FRAGMENTO SELECCIONADO:
....

Apenas una referencia como antecedente europeo de "Love in the afternoon" (no precisamente una de las más aplaudidas obras americanas de Billy Wilder) es todo lo que queda de la fama que tuvo en su día "Ariane", primera película sonora del húngaro Paul Czinner.
Prestigio pasajero como adaptación fluida y encantadora de un best seller - reforzado además, como fue norma habitual durante esos años, por una triple versión para los mercados alemán, inglés y francés -, pero que hubiese merecido mayor eco: es la mejor película (pero no la única valiosa) de una filmografía que virará cuando llegue el nacionalsocialismo y judíos como Czinner y su mujer Elisabeth Bergner, huyan de Alemania.
Y es que casi desde cualquier latitud se ha perdido de vista hace mucho la estela de la que es también una de las grandes películas europeas de principios de los años 30 y prueba concluyente del funcionamiento de un nuevo lenguaje sin adaptaciones ni brumas de ninguna clase desde el perfeccionado hasta entonces, tan depurada y rápidamente como lo hicieron Sternberg, Griffith, Dwan, Dreyer, DeMille, King, Borzage, Wellman, Stahl, Lang, Gallone o Dieterle.

....

Datos de localización con un punto por instancia
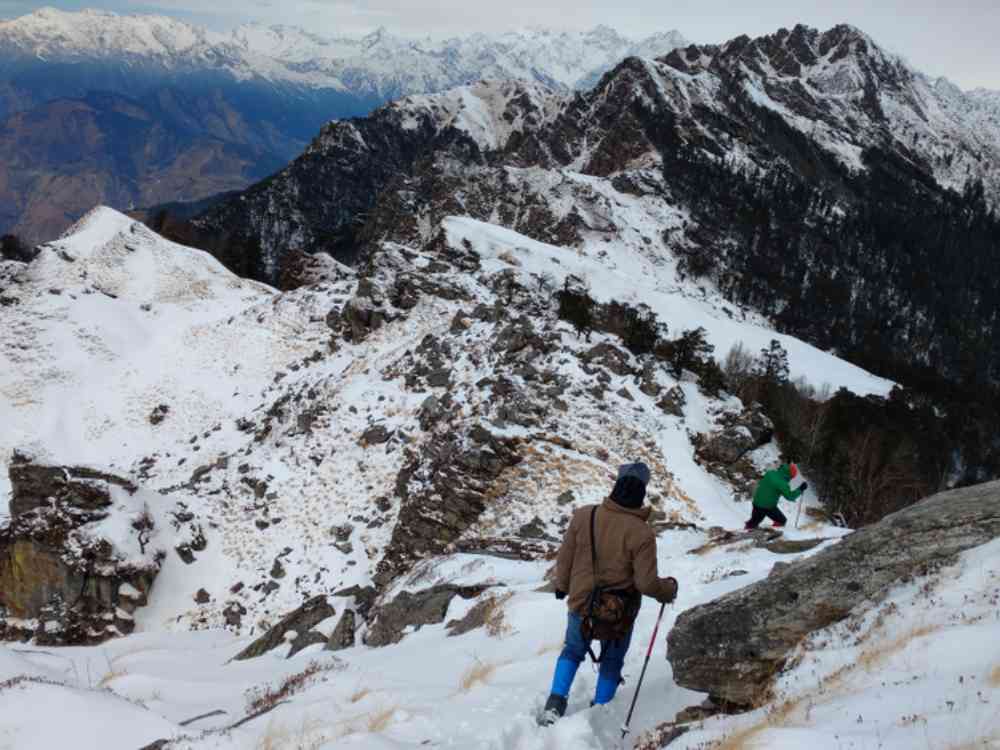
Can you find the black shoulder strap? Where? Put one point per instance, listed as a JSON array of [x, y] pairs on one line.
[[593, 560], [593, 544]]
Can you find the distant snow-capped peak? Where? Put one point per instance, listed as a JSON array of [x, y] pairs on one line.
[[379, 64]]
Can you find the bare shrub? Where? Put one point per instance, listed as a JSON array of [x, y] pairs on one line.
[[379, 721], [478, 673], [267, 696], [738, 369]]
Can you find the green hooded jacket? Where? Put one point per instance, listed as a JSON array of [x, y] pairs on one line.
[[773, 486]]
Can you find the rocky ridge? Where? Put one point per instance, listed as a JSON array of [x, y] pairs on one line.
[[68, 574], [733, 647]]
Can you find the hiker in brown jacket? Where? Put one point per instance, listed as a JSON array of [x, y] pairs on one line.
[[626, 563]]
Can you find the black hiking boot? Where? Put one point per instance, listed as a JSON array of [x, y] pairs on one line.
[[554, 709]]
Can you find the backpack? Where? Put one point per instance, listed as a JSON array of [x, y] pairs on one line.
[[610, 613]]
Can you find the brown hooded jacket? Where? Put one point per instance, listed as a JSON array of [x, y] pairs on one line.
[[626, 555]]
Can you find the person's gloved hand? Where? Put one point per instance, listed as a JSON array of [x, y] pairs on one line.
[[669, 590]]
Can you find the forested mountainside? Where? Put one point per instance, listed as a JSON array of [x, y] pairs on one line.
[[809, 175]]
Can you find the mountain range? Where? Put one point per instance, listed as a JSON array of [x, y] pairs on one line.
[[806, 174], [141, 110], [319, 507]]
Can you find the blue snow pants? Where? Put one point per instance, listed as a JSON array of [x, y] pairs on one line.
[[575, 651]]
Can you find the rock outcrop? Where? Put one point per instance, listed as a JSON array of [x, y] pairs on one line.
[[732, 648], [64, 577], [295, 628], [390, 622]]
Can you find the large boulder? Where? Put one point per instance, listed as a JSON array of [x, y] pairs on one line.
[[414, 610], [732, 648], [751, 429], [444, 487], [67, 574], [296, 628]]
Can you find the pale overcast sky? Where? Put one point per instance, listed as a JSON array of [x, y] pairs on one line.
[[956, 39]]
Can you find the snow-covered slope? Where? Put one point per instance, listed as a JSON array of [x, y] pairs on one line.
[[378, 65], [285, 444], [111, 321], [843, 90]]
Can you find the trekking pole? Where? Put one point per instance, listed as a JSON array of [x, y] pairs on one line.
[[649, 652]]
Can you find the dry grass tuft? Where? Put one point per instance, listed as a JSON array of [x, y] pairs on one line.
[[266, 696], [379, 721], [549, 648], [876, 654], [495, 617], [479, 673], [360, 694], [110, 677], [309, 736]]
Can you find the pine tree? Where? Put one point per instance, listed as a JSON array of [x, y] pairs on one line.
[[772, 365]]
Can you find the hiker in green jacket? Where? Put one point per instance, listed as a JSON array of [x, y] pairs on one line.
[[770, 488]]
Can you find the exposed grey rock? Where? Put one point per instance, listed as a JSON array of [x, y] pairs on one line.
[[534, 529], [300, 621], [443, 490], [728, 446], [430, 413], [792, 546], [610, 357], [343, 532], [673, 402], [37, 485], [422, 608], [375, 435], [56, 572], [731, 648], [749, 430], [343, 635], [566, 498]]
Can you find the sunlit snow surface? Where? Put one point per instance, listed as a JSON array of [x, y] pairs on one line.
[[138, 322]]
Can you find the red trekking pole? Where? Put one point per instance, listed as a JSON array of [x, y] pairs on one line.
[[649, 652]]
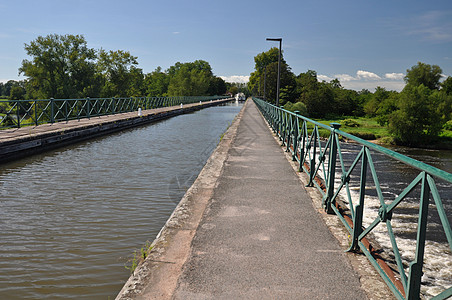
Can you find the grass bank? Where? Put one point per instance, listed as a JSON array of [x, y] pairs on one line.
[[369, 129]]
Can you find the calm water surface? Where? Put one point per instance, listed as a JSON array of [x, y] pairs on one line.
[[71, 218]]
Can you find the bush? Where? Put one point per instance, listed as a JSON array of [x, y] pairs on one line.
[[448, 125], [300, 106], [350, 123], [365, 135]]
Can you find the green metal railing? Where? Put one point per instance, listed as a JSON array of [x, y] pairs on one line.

....

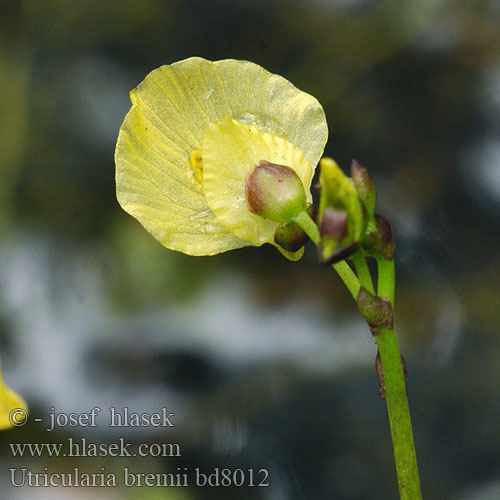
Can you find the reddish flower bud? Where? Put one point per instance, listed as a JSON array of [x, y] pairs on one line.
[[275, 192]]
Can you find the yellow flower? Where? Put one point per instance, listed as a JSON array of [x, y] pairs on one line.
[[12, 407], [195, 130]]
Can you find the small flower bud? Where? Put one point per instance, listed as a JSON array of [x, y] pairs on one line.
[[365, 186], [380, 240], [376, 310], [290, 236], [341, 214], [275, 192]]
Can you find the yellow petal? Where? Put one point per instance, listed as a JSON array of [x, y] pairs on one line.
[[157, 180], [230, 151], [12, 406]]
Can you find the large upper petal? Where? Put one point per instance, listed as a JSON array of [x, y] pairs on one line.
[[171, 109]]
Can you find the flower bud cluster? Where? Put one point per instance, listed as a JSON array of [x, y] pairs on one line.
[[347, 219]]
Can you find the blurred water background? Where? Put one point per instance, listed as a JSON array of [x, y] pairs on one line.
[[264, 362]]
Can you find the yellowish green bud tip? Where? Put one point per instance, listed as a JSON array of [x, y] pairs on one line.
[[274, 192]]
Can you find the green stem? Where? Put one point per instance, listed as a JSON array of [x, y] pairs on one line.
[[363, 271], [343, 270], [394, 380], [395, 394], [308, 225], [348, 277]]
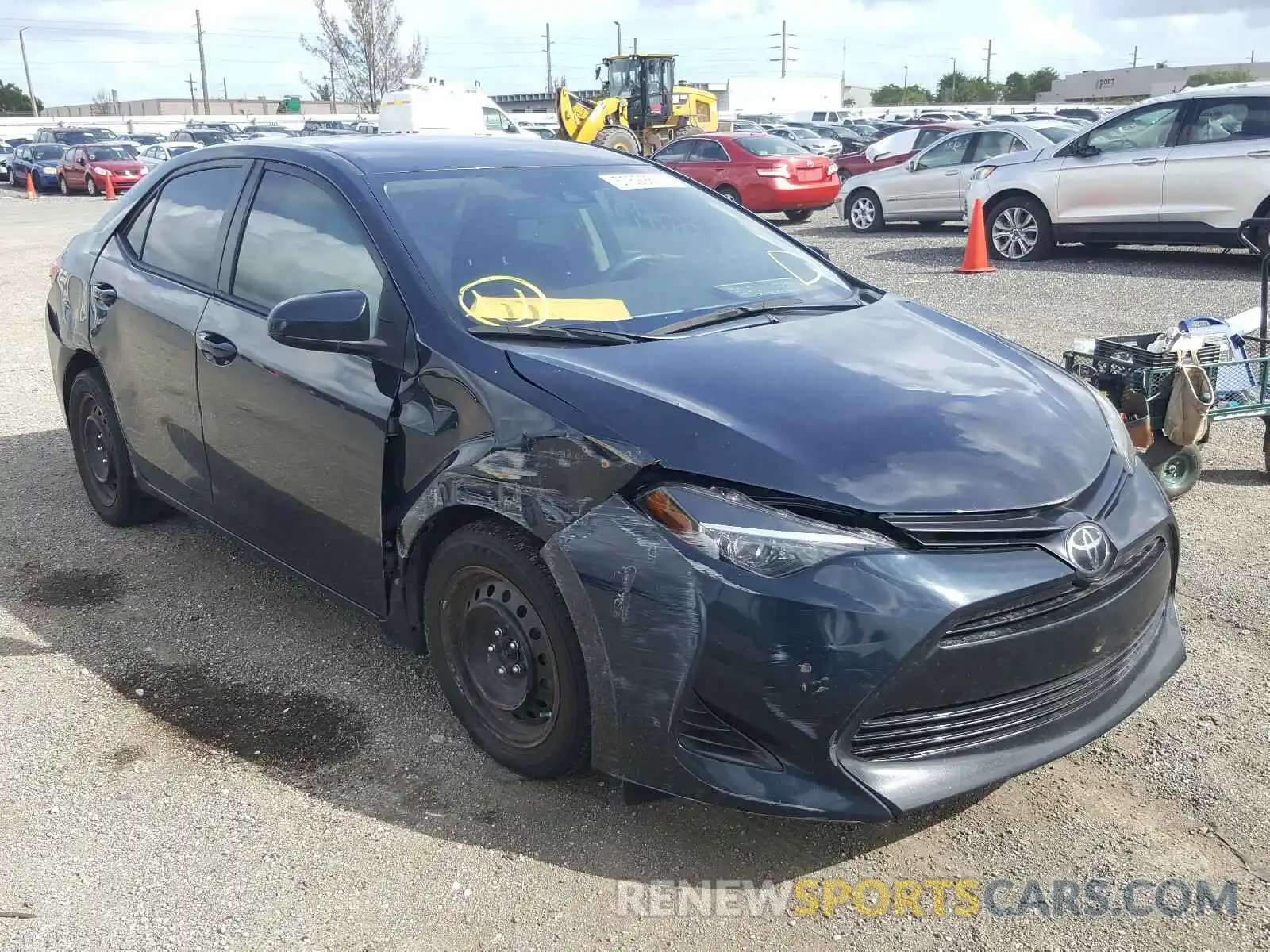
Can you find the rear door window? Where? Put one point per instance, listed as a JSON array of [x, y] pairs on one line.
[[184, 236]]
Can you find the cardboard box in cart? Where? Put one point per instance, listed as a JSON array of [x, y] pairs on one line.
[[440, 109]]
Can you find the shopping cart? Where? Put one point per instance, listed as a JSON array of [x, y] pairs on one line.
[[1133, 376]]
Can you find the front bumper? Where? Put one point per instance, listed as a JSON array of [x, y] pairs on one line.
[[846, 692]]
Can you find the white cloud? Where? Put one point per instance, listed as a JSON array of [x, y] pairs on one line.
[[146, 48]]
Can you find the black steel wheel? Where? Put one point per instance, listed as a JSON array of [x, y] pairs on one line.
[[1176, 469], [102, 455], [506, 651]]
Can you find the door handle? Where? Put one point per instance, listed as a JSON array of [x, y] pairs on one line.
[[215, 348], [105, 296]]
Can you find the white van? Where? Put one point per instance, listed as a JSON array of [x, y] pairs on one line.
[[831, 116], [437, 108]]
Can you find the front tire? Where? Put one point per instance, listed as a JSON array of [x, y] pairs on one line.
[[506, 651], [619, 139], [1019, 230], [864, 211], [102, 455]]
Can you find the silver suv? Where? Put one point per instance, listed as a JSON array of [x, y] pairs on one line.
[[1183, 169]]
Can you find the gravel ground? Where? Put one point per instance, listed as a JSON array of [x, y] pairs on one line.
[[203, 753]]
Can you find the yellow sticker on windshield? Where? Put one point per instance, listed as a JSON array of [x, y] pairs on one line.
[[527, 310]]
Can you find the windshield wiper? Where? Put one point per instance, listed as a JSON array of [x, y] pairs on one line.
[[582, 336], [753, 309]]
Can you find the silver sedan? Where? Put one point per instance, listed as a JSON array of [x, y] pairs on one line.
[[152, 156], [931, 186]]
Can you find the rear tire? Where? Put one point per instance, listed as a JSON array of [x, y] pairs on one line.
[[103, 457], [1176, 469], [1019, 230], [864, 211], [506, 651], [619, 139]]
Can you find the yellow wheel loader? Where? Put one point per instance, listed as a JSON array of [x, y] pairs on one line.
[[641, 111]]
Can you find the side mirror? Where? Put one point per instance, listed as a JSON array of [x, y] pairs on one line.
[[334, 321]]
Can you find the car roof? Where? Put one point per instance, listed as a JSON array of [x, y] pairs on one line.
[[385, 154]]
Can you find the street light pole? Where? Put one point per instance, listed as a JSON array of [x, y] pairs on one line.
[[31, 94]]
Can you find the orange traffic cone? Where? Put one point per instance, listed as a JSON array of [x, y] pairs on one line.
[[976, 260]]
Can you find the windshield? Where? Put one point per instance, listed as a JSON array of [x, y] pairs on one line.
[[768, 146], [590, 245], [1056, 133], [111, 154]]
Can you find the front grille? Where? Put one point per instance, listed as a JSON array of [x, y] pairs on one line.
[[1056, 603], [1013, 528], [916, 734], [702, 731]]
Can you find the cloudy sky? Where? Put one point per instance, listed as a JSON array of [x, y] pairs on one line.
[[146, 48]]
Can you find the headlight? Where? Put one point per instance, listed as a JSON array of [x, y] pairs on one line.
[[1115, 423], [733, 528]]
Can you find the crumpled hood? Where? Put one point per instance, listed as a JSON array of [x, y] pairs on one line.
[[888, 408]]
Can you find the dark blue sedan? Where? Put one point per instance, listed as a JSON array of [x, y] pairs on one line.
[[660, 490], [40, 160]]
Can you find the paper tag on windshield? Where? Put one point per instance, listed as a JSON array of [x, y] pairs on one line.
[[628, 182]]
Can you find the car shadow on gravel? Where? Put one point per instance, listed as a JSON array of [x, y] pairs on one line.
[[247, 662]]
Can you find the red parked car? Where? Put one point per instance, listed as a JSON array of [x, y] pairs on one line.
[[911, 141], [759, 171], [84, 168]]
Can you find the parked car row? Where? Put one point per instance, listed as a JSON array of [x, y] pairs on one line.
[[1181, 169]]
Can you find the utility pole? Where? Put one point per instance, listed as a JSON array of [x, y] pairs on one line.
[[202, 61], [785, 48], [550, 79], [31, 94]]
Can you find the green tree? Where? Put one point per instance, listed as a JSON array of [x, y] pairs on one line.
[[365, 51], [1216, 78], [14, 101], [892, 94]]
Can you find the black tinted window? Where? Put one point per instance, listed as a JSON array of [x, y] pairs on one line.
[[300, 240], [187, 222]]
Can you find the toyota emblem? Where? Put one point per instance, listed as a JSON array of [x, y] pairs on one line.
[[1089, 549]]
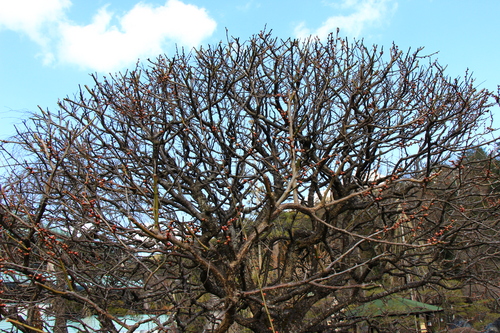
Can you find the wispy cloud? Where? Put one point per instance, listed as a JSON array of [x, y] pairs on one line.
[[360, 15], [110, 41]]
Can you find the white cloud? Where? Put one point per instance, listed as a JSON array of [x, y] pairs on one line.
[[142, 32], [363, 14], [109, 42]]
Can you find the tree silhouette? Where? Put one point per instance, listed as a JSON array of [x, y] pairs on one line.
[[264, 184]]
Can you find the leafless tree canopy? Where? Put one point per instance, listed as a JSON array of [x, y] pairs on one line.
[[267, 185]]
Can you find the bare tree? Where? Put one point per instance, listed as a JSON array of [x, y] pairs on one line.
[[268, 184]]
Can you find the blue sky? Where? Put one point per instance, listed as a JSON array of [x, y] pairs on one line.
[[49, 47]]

....

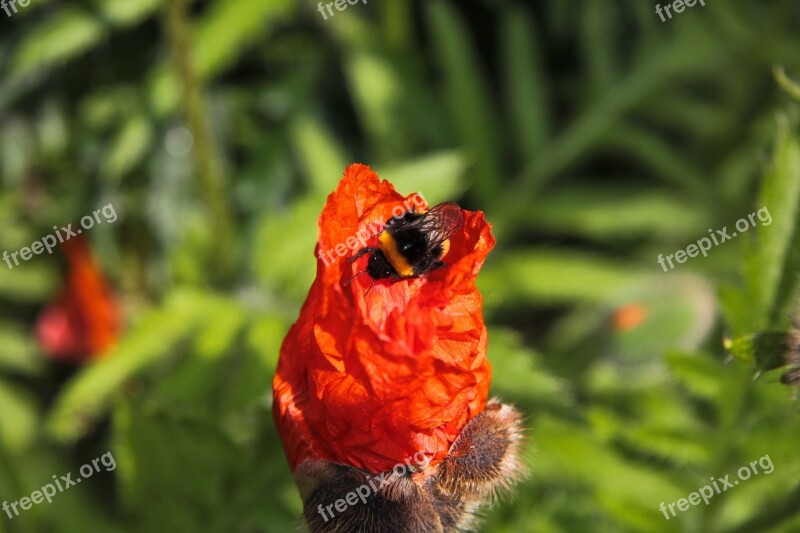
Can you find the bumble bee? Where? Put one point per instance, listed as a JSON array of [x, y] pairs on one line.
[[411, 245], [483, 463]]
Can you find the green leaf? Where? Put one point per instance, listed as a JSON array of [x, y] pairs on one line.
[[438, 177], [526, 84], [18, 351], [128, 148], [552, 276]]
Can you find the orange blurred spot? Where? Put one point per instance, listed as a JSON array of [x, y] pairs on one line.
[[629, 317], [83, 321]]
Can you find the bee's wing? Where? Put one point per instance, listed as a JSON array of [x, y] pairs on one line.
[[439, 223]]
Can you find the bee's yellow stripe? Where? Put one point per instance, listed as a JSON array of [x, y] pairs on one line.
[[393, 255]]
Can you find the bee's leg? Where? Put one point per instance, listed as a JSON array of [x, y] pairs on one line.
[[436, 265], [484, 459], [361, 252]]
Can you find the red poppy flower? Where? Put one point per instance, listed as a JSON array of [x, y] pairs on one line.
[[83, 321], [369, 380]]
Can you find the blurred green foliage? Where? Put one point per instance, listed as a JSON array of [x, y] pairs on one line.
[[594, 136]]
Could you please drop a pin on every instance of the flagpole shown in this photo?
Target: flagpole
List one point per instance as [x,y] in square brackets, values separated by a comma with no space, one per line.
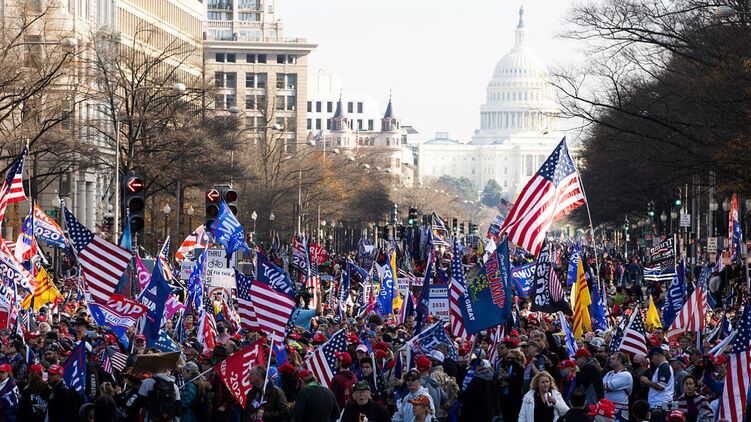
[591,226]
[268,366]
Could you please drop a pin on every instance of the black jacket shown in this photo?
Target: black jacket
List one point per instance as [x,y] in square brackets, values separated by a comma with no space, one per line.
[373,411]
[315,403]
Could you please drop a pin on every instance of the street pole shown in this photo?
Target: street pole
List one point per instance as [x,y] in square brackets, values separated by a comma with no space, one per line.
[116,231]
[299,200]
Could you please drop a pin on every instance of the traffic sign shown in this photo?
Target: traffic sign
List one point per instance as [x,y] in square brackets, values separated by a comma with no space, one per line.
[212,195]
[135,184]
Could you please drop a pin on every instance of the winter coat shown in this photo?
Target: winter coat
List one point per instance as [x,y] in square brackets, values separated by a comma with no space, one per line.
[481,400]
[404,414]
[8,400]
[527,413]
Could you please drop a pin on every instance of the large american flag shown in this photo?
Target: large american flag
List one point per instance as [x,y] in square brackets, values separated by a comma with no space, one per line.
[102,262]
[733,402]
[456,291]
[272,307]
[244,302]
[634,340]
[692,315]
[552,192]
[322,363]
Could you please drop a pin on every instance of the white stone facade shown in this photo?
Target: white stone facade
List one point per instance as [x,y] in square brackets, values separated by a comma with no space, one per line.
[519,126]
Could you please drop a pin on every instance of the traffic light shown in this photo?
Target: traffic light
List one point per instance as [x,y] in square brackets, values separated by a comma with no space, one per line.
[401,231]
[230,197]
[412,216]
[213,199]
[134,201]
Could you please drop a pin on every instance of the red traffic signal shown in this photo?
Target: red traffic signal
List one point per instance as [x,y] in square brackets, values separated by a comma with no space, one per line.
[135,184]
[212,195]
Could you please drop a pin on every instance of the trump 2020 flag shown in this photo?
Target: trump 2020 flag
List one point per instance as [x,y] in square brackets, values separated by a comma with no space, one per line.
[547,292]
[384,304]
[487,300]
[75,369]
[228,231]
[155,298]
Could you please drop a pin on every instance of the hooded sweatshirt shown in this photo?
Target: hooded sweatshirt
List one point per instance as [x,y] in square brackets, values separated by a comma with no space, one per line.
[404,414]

....

EJERCICIOS POR COMPLETAR:
1 > Indica si cada afirmación coincide con el texto sobre «Ariane». Responde sí o no y cita las palabras exactas del texto que lo deciden: (a) «Ariane» fue la primera película sonora de Paul Czinner; (b) «Ariane» se rodó en una única versión; (c) «Ariane» es la única película valiosa de la filmografía de Czinner.
2 > Prosigue el texto sobre «Ariane» a partir de su última oración.

TUS RESPUESTAS ESCRITAS:
1 >
(a) Sí: «primera película sonora del húngaro Paul Czinner».
(b) No: «por una triple versión para los mercados alemán, inglés y francés».
(c) No: «(pero no la única valiosa)».

2 >
Equidistando del cine del más afinado, del más inalcanzable quizá de todos ellos, Ernst Lubitsch y de uno de los primeros grandes cineastas que ya debutaron con palabras, Max Ophüls, "Ariane" es tan sencilla y parece tan fútil como la mirada de esta aniñada estudiante de matemáticas ávida por vivir la primera independencia, tratando de asimilar que su primer romance
será a un aprendizaje para el futuro y eso la hará tan mundana como
su aventajado partenaire.
Nunca la devoción absoluta de Czinner por su actriz fue tan
adecuada como cuando la filma en esos interludios encadenados en elipsis donde se
escenifican sus encuentros con este conquistador, siempre alerta ambos para no caer en algo tan
inconveniente como el amor, unas escenas con perfume de comedia y un melodrama agazapado en los silencios y los fundidos a negro.
Bromean en un descanso de "Don Giovanni". Pobre tipo, coinciden, un perdedor.
El vértigo a compartir, que se tensa a lo largo del film, Czinner lo planifica sin aproximarse físicamente a su pareja y será en los momentos más ligeros o solitarios cuando los delinee mejor, una clase de pudor olvidada que Chaplin practicó siempre y que Richard Quine seguirá renovando treinta años después en "The world of Suzie Wong".
Y no es precisamente sencillo el equilibrio porque el "combate" de ella está en primer plano pero el de él es interior.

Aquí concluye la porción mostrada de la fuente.